_OBJECTIVE_
Please recast the data into a JSON list of strings, one string per line and no blank lines, starting at the line that contains "the hut thatch" and ending at the last line of the data. Leave the pictures out.

_DATA SECTION_
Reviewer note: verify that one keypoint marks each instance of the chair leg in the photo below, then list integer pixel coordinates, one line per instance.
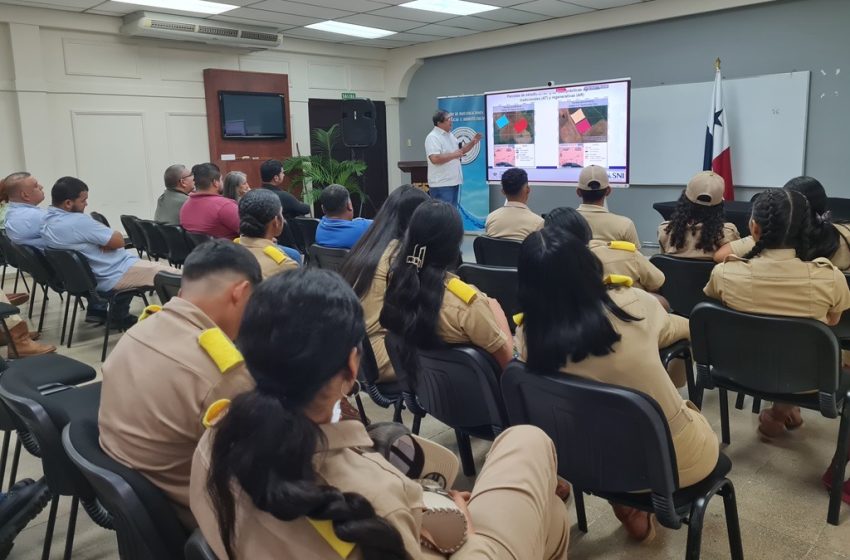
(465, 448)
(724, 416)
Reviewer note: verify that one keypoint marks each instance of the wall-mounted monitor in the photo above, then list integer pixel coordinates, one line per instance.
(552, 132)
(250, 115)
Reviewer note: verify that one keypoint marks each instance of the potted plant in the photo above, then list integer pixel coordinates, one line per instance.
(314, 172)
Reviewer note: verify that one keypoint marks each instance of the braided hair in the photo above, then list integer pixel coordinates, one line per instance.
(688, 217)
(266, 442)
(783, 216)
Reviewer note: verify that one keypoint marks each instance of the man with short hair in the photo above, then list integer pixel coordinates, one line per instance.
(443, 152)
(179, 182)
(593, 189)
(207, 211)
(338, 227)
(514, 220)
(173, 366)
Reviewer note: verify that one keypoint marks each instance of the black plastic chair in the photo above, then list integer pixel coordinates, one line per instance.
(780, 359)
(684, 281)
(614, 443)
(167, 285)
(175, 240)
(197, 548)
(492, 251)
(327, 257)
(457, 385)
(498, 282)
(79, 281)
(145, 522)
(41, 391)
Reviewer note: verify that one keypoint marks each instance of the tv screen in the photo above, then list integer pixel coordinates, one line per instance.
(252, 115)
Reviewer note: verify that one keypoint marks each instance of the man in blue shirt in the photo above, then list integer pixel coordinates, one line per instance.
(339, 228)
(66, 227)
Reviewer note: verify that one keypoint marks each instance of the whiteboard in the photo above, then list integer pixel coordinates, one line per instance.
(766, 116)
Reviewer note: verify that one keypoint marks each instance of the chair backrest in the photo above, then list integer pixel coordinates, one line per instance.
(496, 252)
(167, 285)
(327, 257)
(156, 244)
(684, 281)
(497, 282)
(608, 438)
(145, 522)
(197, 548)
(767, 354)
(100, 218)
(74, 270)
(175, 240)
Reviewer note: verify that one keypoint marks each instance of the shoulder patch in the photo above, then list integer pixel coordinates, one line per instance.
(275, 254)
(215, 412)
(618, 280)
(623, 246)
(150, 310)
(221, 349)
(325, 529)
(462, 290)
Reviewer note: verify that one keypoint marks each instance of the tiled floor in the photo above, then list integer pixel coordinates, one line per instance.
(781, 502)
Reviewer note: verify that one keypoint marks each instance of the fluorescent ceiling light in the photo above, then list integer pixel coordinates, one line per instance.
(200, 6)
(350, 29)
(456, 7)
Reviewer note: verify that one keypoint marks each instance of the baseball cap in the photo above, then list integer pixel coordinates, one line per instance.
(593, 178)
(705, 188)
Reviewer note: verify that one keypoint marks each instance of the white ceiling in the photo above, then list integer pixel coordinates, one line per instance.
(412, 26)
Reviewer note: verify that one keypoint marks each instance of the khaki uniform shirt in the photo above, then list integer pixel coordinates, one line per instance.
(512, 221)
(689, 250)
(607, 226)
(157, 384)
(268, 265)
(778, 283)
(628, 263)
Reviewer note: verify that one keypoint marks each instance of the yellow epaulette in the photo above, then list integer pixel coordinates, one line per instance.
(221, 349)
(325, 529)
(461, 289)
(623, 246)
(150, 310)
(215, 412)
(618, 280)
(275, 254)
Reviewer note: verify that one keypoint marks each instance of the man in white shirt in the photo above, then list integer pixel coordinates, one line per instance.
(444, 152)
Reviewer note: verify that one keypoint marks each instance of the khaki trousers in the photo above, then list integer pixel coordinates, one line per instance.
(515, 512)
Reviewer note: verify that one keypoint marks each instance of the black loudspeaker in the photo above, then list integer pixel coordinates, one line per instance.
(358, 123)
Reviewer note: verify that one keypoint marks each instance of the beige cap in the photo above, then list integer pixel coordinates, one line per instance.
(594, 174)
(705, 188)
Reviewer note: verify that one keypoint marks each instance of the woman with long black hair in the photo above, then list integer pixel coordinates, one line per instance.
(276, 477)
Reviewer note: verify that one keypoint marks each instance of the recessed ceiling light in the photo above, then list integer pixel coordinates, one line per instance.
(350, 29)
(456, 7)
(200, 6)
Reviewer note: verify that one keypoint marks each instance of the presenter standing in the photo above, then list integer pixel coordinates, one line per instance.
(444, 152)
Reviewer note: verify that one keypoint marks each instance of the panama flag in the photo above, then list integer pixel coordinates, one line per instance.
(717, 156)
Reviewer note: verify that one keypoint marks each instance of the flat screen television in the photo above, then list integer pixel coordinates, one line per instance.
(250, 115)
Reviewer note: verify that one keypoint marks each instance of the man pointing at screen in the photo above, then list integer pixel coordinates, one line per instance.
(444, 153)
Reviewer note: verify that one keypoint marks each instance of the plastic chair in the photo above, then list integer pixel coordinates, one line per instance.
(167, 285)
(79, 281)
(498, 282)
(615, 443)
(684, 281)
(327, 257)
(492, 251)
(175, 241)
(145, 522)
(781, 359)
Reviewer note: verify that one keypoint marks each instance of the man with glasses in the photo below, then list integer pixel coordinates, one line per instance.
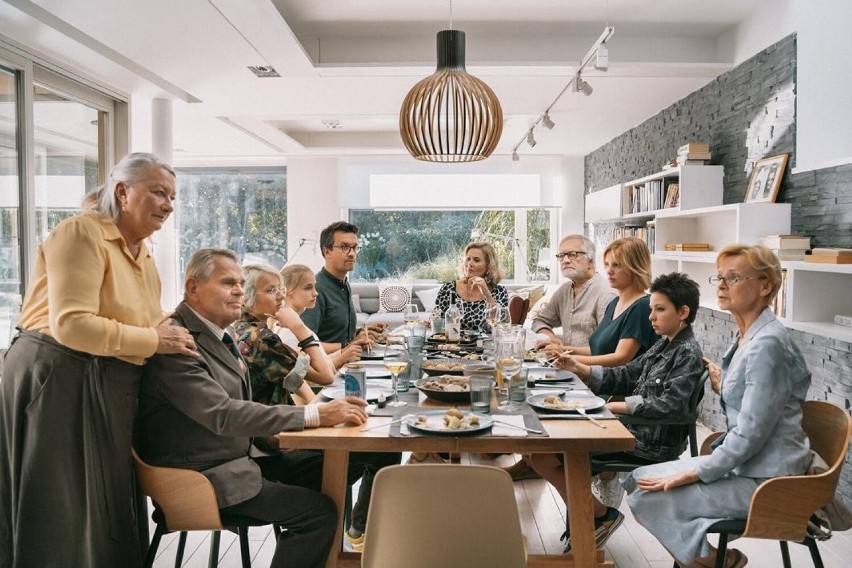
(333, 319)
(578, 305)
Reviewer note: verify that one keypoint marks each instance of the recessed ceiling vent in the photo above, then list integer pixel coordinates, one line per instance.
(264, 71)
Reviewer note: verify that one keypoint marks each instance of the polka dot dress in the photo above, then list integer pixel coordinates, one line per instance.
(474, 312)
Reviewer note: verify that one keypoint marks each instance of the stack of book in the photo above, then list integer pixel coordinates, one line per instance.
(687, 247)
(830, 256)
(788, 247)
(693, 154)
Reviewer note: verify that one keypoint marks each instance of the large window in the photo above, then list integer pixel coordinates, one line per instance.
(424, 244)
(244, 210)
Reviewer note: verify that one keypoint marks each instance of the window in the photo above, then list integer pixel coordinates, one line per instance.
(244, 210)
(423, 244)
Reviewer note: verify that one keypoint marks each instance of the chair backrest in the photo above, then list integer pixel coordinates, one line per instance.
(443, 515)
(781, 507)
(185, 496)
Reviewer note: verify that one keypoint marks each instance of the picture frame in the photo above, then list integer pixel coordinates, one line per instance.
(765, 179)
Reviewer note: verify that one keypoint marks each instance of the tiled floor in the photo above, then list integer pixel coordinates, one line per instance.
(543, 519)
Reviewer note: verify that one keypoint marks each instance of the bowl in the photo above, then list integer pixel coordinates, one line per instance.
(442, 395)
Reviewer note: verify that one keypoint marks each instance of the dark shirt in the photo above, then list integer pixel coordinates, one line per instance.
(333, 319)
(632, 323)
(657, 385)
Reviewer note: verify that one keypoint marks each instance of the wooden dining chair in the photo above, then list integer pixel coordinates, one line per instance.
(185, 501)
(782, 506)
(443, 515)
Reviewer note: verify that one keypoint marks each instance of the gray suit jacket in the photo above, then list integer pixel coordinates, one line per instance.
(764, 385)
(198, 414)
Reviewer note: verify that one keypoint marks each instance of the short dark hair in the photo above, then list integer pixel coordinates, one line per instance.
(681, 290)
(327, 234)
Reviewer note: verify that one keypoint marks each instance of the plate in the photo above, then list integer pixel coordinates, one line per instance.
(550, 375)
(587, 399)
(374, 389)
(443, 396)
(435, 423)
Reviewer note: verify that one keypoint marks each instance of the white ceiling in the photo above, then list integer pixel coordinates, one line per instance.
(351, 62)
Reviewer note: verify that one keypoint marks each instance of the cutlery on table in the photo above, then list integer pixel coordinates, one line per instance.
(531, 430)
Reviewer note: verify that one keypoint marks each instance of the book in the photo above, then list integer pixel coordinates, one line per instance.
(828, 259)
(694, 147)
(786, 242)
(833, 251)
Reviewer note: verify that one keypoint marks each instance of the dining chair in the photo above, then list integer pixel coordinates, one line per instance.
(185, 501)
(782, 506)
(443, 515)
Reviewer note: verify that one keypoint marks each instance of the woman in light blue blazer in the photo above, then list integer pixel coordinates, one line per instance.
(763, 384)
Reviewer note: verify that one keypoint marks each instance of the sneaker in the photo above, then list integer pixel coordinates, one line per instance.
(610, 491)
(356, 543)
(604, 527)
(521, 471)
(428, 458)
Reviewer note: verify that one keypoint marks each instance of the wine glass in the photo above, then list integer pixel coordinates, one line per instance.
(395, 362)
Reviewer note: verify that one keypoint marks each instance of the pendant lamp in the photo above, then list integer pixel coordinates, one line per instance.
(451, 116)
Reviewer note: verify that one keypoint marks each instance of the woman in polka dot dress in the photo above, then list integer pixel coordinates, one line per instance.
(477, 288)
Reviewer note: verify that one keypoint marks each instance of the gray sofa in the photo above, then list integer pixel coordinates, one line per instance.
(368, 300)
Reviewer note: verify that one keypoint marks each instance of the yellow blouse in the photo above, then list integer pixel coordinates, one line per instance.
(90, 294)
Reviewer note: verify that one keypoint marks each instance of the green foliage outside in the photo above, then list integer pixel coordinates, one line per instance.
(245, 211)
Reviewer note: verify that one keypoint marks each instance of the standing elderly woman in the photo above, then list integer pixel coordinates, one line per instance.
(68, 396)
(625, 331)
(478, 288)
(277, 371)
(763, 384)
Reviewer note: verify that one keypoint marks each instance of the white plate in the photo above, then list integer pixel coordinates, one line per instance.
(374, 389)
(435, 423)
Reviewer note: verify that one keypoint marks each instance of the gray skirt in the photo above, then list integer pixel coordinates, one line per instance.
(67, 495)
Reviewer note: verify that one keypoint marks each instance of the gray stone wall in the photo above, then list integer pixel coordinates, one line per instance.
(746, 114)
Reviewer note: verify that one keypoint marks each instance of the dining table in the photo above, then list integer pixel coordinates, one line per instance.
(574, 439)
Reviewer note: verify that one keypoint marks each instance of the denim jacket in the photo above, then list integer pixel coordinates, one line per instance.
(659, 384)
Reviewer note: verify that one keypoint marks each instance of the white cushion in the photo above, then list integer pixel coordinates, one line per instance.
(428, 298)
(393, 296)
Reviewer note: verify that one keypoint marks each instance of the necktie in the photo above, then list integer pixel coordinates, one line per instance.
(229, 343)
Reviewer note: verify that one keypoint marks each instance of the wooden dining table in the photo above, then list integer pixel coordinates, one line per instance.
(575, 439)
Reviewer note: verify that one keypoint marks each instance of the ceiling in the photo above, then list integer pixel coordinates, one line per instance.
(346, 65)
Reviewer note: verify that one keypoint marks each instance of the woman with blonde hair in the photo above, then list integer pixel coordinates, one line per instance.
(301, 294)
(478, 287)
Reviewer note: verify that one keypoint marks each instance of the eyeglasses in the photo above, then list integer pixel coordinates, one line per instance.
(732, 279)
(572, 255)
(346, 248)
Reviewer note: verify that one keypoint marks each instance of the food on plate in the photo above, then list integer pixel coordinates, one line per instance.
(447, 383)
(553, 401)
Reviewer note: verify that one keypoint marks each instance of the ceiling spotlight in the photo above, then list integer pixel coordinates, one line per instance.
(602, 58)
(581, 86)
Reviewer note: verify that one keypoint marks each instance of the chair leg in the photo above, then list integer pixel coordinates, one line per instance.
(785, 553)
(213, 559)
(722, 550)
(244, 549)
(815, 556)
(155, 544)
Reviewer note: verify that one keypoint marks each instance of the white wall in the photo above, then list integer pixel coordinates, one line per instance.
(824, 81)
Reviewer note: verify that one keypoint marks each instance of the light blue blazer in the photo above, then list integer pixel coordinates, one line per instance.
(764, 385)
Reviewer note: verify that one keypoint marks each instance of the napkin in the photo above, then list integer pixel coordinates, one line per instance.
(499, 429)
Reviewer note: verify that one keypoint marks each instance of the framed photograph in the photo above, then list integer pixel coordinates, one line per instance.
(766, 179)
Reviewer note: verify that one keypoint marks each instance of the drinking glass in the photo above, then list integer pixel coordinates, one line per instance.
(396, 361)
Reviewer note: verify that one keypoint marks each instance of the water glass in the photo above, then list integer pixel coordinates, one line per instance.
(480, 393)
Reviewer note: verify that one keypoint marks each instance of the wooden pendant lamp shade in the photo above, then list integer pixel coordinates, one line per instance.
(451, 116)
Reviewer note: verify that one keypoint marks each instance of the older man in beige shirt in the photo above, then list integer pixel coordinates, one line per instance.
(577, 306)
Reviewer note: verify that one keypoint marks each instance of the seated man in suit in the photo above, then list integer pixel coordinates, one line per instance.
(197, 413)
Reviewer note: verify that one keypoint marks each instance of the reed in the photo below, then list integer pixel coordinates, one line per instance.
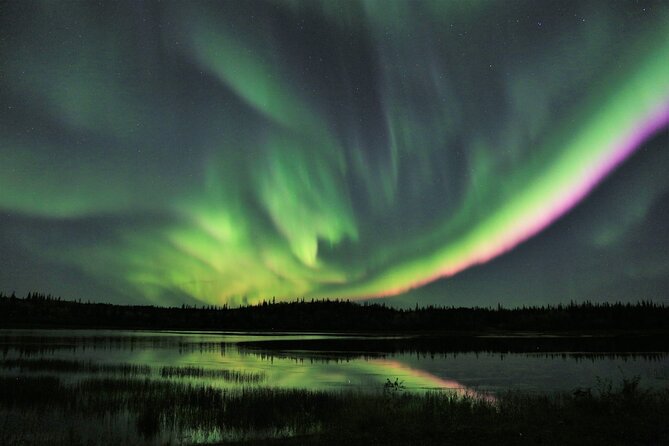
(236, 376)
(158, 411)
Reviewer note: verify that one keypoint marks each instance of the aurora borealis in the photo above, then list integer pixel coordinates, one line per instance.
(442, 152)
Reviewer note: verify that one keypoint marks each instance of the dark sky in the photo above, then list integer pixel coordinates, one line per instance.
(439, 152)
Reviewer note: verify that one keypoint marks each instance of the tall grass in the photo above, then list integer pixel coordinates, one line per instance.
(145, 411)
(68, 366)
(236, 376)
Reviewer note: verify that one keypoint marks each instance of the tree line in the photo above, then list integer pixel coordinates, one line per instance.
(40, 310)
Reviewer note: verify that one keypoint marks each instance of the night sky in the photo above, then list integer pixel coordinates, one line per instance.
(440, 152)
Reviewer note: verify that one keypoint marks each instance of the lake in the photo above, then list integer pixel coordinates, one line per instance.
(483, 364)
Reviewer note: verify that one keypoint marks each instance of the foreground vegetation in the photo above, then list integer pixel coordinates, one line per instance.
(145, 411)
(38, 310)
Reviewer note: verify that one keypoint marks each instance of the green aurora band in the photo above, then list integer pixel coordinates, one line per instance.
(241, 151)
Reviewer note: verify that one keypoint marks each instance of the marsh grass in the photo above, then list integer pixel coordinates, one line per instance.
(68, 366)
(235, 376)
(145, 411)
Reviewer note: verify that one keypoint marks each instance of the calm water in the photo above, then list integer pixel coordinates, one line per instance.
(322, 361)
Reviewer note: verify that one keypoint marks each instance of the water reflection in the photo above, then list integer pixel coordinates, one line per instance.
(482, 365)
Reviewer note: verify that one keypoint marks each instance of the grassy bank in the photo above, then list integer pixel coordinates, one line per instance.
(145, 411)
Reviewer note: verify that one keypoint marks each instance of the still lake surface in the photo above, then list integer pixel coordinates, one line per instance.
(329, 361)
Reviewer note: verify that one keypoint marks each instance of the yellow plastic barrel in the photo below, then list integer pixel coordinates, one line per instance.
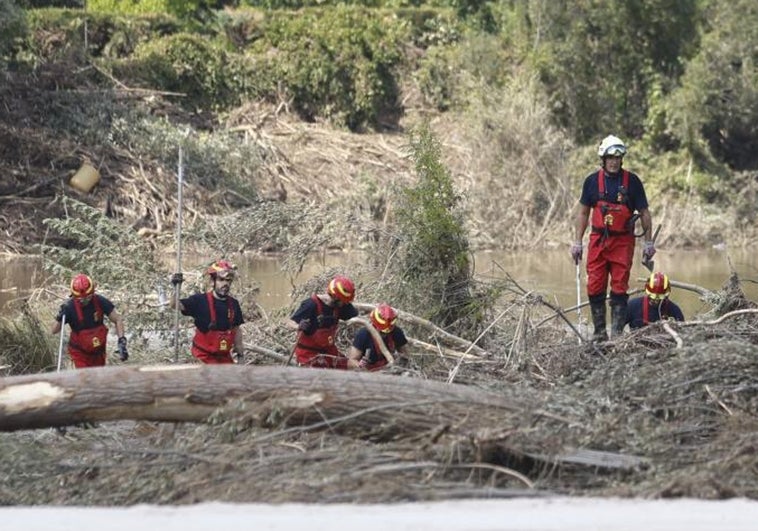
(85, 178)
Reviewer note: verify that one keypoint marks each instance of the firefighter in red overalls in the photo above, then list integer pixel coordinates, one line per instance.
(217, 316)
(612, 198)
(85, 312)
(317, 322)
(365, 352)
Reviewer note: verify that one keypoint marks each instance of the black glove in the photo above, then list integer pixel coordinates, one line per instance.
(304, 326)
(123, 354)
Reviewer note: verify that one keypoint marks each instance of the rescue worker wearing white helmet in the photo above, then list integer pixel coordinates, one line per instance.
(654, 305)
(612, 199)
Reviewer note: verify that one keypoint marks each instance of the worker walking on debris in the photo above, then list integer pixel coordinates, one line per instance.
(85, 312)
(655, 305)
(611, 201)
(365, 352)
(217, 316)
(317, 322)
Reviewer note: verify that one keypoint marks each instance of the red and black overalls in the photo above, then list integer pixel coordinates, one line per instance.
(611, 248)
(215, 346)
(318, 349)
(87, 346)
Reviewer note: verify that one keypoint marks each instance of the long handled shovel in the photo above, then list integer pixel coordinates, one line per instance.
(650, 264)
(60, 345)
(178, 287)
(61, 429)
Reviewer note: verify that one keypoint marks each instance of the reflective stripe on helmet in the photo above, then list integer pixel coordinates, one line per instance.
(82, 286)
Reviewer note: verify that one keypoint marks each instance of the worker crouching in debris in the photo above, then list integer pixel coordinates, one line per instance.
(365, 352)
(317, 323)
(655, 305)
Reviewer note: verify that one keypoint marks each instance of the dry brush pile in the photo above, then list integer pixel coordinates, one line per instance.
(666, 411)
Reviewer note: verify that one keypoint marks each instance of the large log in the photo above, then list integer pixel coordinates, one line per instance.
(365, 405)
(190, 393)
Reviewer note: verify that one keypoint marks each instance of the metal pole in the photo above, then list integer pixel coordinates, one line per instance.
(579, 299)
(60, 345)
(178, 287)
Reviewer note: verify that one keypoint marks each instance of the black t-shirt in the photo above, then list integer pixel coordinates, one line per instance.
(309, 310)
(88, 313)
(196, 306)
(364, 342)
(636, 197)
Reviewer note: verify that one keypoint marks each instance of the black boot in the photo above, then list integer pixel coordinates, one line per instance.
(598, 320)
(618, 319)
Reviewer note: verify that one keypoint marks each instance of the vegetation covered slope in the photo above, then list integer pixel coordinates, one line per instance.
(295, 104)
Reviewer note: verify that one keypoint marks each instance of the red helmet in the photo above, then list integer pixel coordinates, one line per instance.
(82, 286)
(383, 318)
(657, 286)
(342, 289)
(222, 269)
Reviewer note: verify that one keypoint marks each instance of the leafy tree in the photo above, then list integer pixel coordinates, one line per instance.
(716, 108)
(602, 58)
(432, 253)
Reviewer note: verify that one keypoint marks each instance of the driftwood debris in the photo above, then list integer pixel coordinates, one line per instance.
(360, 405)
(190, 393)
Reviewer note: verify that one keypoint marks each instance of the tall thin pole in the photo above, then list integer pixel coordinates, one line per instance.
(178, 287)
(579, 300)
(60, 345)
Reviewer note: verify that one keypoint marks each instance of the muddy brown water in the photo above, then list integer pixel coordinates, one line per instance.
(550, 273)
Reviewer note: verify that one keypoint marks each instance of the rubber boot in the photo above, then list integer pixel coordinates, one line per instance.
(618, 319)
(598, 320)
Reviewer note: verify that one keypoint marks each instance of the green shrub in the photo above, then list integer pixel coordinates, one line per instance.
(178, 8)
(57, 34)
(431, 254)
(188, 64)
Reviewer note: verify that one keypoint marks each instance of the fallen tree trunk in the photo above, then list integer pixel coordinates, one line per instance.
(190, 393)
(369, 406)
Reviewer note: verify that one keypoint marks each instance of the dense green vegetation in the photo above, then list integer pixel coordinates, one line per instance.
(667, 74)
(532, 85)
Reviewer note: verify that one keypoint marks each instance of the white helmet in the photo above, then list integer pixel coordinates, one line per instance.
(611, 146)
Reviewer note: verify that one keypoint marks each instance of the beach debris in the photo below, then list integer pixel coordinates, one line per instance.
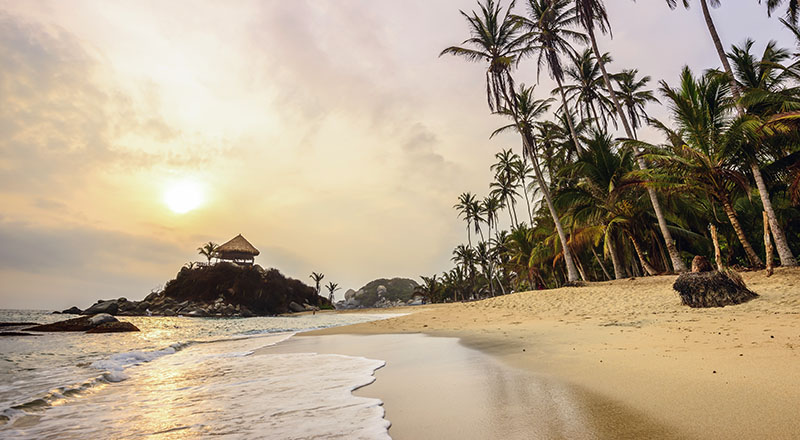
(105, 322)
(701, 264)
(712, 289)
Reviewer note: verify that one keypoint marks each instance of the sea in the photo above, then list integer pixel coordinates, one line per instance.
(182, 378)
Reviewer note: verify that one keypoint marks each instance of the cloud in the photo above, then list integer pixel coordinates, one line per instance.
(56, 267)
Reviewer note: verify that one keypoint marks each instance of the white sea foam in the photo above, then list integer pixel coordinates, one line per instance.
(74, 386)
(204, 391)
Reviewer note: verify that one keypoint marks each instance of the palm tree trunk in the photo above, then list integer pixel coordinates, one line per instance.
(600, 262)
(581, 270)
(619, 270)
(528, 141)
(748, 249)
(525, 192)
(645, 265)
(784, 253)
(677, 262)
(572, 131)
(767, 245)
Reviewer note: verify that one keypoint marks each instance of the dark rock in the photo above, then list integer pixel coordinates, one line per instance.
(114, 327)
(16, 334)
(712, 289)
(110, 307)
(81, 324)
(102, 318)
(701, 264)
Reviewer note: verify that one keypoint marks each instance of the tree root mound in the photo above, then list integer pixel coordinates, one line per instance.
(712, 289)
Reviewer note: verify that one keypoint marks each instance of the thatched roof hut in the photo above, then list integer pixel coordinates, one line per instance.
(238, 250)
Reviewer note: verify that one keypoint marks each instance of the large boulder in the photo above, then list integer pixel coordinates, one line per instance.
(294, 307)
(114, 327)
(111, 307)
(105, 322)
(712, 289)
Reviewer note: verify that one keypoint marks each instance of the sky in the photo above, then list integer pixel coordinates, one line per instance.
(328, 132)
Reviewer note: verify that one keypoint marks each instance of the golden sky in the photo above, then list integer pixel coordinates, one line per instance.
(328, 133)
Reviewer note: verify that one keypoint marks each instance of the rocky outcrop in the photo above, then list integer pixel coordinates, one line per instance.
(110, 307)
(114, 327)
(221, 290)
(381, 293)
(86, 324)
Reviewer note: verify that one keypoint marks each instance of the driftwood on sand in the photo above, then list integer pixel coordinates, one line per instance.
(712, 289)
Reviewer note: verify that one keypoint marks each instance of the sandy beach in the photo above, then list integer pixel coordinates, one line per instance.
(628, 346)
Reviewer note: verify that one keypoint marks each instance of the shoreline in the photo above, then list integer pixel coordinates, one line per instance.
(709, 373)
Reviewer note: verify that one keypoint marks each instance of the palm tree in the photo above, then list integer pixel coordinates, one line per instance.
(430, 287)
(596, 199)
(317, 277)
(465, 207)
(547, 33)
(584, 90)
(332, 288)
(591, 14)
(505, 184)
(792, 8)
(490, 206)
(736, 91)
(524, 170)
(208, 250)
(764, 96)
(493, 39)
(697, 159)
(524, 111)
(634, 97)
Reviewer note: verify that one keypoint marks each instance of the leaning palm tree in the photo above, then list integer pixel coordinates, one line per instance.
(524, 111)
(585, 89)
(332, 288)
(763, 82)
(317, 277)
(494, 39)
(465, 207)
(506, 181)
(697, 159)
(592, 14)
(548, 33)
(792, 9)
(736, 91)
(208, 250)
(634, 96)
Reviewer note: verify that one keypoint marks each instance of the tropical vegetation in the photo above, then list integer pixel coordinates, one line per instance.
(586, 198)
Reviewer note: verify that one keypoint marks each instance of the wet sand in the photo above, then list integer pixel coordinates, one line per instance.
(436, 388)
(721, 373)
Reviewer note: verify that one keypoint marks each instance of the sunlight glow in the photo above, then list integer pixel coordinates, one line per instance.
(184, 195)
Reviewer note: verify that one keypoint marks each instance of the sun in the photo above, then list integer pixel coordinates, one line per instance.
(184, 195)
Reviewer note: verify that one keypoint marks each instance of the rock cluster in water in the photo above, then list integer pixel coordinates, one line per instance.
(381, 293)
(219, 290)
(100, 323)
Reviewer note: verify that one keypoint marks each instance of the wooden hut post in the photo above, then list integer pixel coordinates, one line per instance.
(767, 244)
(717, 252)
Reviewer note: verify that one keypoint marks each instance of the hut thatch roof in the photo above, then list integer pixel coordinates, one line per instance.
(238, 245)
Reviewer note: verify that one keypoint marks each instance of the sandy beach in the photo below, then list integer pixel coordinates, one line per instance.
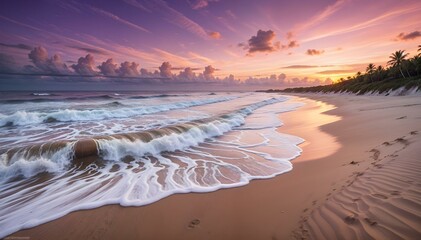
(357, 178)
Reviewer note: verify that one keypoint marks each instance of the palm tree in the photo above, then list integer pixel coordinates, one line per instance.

_ANSWER TO THIS TASK_
[
  "Reviewer note: verify that one keypoint marks each instance of the hut thatch roof in the photo above, then list integer pixel coordinates, one line per instance.",
  "(238, 245)",
  "Reviewer note: verify that one keypoint marks each instance of the sandy beach in the photo below, then list integer pixel coordinates, one line per instance.",
  "(357, 178)",
  "Reviewer note: verify that one keypoint marks each instance of the palm tree in the photo above, then list integer pixel coordinates, one line per instance."
]